- Data records:
::::

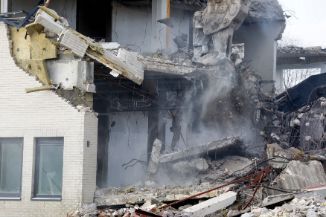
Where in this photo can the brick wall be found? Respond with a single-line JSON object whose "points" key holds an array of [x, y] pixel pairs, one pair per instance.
{"points": [[45, 114]]}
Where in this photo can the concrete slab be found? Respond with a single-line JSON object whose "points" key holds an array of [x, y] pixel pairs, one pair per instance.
{"points": [[212, 205]]}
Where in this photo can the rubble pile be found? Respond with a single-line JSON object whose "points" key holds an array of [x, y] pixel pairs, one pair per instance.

::::

Except for the pictures, print the data above exactly.

- Worked solution:
Where in this photo can the brick wall be found? Respond with a single-line JSON object whose "points" key holds an array of [x, y] pixel pairs, one pair per instance.
{"points": [[45, 114]]}
Where in this photo can the concrete slab be found? Respond with a single-line JSON object whose "points" key holds an array of [x, y] pixel pairs, one pair per instance.
{"points": [[212, 205]]}
Where in this photo can the rubble pile be found? Respond with a single-line JSON object whose "points" key holds an array of [x, y] pixel pairs, one pair per instance.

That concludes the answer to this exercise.